**** RECORDS ****

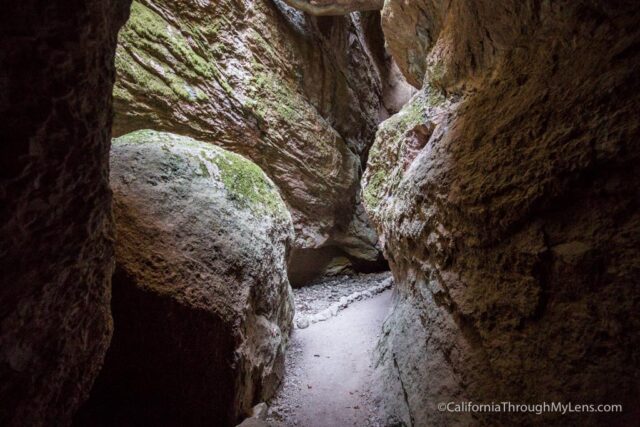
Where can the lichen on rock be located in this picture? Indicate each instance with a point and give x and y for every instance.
(507, 211)
(299, 95)
(201, 301)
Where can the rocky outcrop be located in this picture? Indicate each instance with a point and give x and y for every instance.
(506, 197)
(56, 235)
(334, 7)
(201, 302)
(298, 95)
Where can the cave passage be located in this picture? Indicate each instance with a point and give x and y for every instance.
(199, 203)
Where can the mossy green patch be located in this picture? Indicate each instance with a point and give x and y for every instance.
(245, 183)
(373, 189)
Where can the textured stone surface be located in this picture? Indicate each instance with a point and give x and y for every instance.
(201, 301)
(506, 196)
(334, 7)
(298, 95)
(56, 76)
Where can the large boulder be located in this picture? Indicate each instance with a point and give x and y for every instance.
(299, 95)
(56, 230)
(506, 196)
(201, 301)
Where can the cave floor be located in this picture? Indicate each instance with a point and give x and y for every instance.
(329, 370)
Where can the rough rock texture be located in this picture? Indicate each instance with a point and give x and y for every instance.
(299, 95)
(334, 7)
(201, 302)
(56, 253)
(506, 195)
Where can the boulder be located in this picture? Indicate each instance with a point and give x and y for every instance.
(201, 301)
(505, 195)
(298, 95)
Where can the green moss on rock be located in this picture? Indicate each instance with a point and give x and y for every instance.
(245, 184)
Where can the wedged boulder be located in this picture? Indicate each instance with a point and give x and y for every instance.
(299, 95)
(201, 301)
(505, 194)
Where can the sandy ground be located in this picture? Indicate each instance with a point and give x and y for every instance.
(329, 370)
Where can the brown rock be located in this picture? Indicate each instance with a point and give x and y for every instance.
(506, 197)
(201, 302)
(56, 235)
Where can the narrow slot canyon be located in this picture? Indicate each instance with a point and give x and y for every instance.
(319, 213)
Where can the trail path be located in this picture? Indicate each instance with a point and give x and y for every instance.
(329, 370)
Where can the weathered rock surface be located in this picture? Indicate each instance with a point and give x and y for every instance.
(334, 7)
(56, 234)
(201, 301)
(299, 95)
(506, 196)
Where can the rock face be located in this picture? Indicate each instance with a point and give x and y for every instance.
(56, 235)
(298, 95)
(201, 302)
(506, 196)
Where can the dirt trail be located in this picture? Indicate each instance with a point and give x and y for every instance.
(329, 370)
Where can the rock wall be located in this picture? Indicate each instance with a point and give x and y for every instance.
(56, 234)
(505, 194)
(299, 95)
(201, 302)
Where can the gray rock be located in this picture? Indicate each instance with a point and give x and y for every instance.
(201, 301)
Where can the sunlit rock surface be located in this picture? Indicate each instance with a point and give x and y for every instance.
(299, 95)
(201, 301)
(506, 196)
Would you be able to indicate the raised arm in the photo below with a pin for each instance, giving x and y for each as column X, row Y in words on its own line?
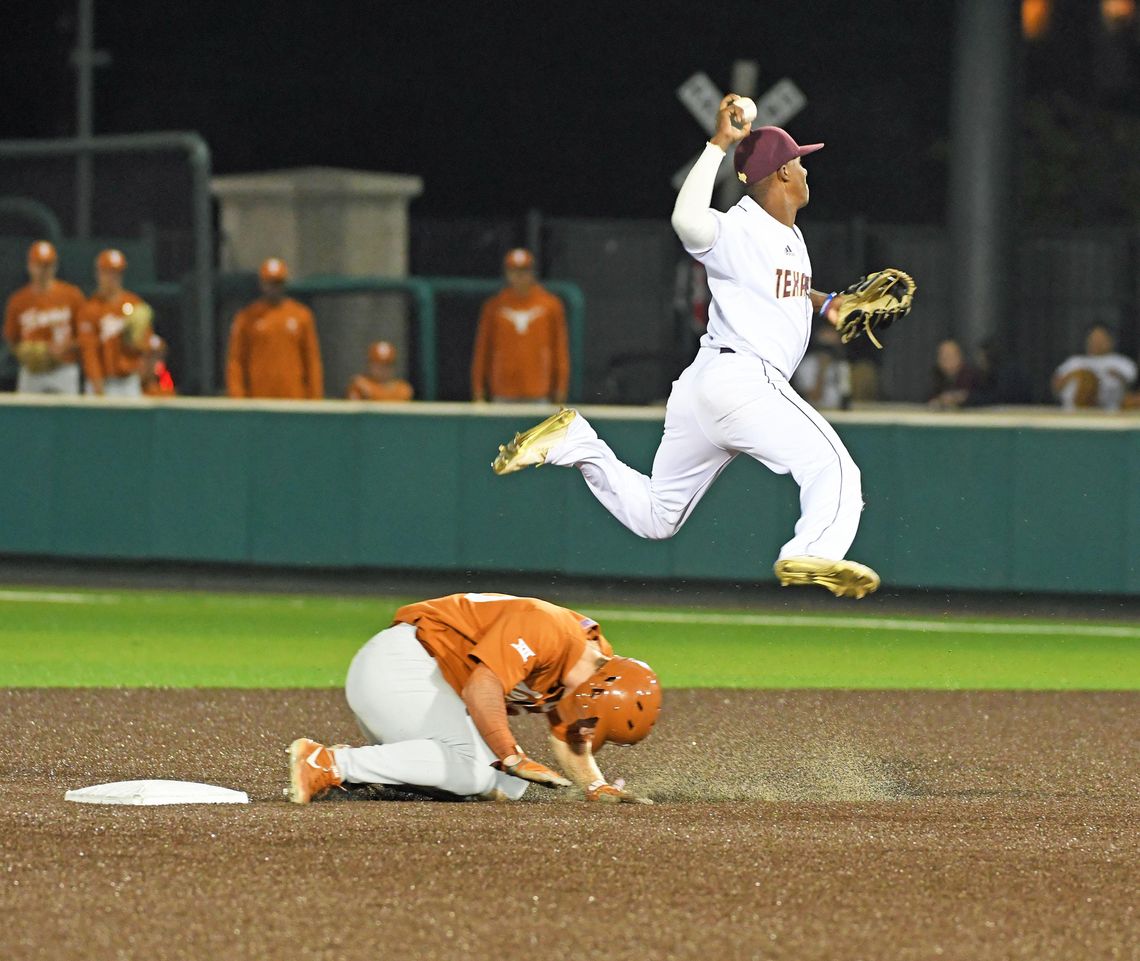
column 692, row 219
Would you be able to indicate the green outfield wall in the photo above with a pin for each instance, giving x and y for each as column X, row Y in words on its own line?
column 1036, row 502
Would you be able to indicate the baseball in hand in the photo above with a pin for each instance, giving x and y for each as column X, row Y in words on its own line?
column 747, row 108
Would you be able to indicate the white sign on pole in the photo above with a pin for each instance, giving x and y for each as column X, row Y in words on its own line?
column 702, row 98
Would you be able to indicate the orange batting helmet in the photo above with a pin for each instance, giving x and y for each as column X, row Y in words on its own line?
column 111, row 260
column 624, row 695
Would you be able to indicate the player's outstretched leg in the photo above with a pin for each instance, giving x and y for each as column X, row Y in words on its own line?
column 843, row 578
column 531, row 448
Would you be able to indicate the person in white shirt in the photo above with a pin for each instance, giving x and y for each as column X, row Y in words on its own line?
column 1099, row 377
column 735, row 397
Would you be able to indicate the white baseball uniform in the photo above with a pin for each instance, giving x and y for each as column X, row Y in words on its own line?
column 735, row 397
column 420, row 729
column 1114, row 373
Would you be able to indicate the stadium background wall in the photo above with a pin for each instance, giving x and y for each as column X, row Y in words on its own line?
column 1026, row 502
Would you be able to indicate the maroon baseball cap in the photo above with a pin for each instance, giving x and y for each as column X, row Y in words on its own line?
column 765, row 151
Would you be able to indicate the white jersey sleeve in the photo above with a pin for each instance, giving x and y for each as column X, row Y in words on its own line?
column 692, row 217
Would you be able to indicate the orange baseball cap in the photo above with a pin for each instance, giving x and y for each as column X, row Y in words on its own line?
column 111, row 260
column 274, row 269
column 519, row 259
column 42, row 252
column 381, row 352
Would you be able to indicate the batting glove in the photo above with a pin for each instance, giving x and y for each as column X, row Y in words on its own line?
column 612, row 793
column 522, row 766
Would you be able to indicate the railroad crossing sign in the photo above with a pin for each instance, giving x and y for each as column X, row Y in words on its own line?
column 702, row 98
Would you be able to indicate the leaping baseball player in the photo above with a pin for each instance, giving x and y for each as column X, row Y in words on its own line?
column 432, row 693
column 735, row 397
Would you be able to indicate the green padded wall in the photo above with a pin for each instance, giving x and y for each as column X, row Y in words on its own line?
column 1035, row 502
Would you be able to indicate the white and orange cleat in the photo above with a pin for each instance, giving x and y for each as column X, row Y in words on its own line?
column 311, row 771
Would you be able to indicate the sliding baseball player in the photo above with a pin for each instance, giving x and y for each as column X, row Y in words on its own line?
column 432, row 694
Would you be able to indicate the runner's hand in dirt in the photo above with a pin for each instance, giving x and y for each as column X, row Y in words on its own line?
column 612, row 793
column 522, row 766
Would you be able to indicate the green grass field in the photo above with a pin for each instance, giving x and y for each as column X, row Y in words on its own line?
column 197, row 640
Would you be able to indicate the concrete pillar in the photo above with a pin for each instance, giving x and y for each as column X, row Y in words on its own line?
column 983, row 128
column 327, row 221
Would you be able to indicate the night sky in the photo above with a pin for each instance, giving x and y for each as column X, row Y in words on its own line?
column 499, row 107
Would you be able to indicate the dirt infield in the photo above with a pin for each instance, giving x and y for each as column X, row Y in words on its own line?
column 788, row 825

****

**PROBLEM**
Copy out every line of the entries above word for word, leaving out the pictures.

**SOLUTION TO THE EXERCISE**
Where can the lichen on rock be located in this picture? Indicate each instance with a point and give x and y for every instance.
(507, 211)
(299, 95)
(201, 301)
Where can the rocky outcrop be located in this picture? Indicate each instance with a point and give x and y for every instance.
(506, 197)
(56, 235)
(334, 7)
(201, 302)
(298, 95)
Where can the cave passage be located in this picture? Indicate each instance with a point and give x and y for every instance.
(199, 203)
Where can the mossy green patch be located in this picture? Indicate each instance with a point and give x and y for every instance.
(245, 183)
(373, 189)
Where can the textured stone surface be located in this picture? Indicate each instance with a point and give x and y for every instance.
(201, 301)
(506, 196)
(334, 7)
(298, 95)
(56, 76)
Where can the large boulder be located in this picture? Indicate each instance with a point and give x and y for every instance.
(299, 95)
(56, 230)
(506, 196)
(201, 301)
Where can the cave floor be located in this picture? Indicate each instance with a point and give x and y for every instance.
(329, 370)
Where can the rough rock texture be located in this picture? Indicate each instance with a point and give x and y for every instance.
(299, 95)
(334, 7)
(201, 302)
(56, 253)
(506, 195)
Where can the boulder be located in this picture? Indicate each instance with a point and give x and y for every instance.
(201, 301)
(505, 195)
(298, 95)
Where can the green moss on rock be located in this picture? Indicate each instance with a point and give x and y for every instance.
(245, 184)
Where can the wedged boulder be located in this picture? Indicate each instance with a point and give x and y for every instance.
(299, 95)
(201, 301)
(505, 194)
Where can the sandy ground be located in this picture? Indicate each instance with a point and give x and y for every instance.
(329, 370)
Where can the brown rock be located in this picture? Indicate each instance with a point and give x and y for every instance.
(506, 197)
(201, 302)
(56, 235)
Where can the narrow slot canyon be located in this picture? Indicate each instance with a point and give x and y for every instance.
(319, 213)
Where can the trail path be located in this picture? Indicate each instance with a point and give x and y for every instance.
(329, 370)
Where can the weathered rock surface be located in this picture? Indicate each instance with a point and give x and y for every instance.
(334, 7)
(56, 234)
(201, 301)
(299, 95)
(506, 196)
Where can the rock face be located in this picture? Indicate each instance with a point and give x and y for every instance.
(56, 235)
(298, 95)
(201, 302)
(506, 196)
Where can the dirt trail be located in this picture? Indicate each instance with a point and give x and y for every instance.
(329, 370)
Where can the rock wall be located in this picture? Indicate each instance with a point and give x and y for every instance.
(56, 234)
(505, 194)
(299, 95)
(201, 302)
Where can the gray rock be located in this picture? Indicate each instance with a point and give x and y for every instance.
(201, 301)
Where can the sunlit rock surface be located in this picture? Indicate each instance with a point and give x and y for every instance.
(299, 95)
(201, 301)
(506, 196)
Would you be able to indicate the raised arm in the photo below with a pin for each instance, giving x and y for each as column X, row Y in words on its own line?
column 692, row 219
Would you be able to indicate the green outfield wall in the photo above with a pin for each instance, giving x and y for each as column X, row Y in words on its own line?
column 1036, row 502
Would you be able to indicate the baseball in hand in the photo above with a pin for each instance, giving x and y for each as column X, row Y in words on its own line?
column 747, row 108
Would you be able to indicate the white sign on pole in the photo above with a pin for each instance, giving x and y for each as column X, row Y in words on its own line?
column 702, row 98
Would you be able to indicate the orange batting helmet in the photo above with a pin for each instance, giving x and y for each as column X, row Y in words on its own line?
column 111, row 260
column 624, row 695
Would you be able to indicate the player's outstretched leg in the photo above with a pin for each instance, giving x and y for each as column X, row Y in words on its own line?
column 843, row 578
column 531, row 448
Would you be able to indicate the person in white shirt in the photo above with a pin for each instance, giving x and y for each as column X, row Y in words on its own line?
column 1099, row 377
column 735, row 397
Would you be able to indicate the white baseball uniform in the photo above with a pin for each instance, giving x and y for each as column X, row Y in words on its own line?
column 735, row 397
column 420, row 729
column 1114, row 373
Would you be able to indicate the stadium background wall in the photo above with a pin for each instance, giving x and y for each as column X, row Y in words on its own line?
column 1026, row 502
Would you be able to indicate the maroon baseball cap in the photo above with a pin for each instance, giving x and y for each as column X, row Y in words on its own line?
column 765, row 151
Would you be able to indicate the white jersey sleeve in the photo above with a pin for each instance, giving x and y for each as column X, row Y in words on its own line?
column 692, row 217
Would you be able to indicate the orange baseball cap in the photo above with a pin for each instance, giving x and y for each as column X, row Y in words on its own line?
column 111, row 260
column 274, row 269
column 519, row 259
column 42, row 252
column 381, row 352
Would you be able to indicate the batting glove in the photo above with a pin for each instance, giving x and y for each as column X, row Y in words on its own line?
column 612, row 793
column 522, row 766
Would you be able to indicate the railroad crossing sign in the photo above with a pin for each instance, giving x and y for each as column X, row Y in words on its own line?
column 702, row 98
Would you be able to indicate the leaping baseball player in the photo above with a pin for each instance, giving x and y for each as column X, row Y in words on its own line?
column 432, row 693
column 735, row 397
Would you be able to indicate the green padded wall in the photo above with a pin for each instance, giving x and y for each as column X, row Y in words on its own line?
column 1035, row 502
Would you be able to indicate the white and orange cleat in the photo above with a pin for each instance, giving x and y for each as column X, row Y in words on its own line?
column 311, row 771
Would you be able to indicate the sliding baseball player in the photo above with a pin for each instance, giving x and y for each as column X, row Y in words on its own line?
column 432, row 694
Would you be able to indicate the runner's hand in dirt in the photo above with a pin for each instance, giving x and y for each as column X, row Y in words on its own line?
column 612, row 793
column 522, row 766
Would you be able to indicate the green grass field in the photo above with a pin for each instance, giving x and y for each as column X, row Y in words on its own line?
column 197, row 640
Would you be able to indicate the concrete pillar in the photo above with a pin for each instance, giving x and y for each as column X, row Y in words on its own line?
column 983, row 128
column 327, row 221
Would you be able to indicate the night sky in the photo above with a pin for each instance, giving x and y for each as column X, row Y in words on its own line?
column 499, row 107
Would you be able to indicate the dirt infield in the photo above with a pin for each instance, giving x and y for each as column X, row Y in words on its own line?
column 788, row 825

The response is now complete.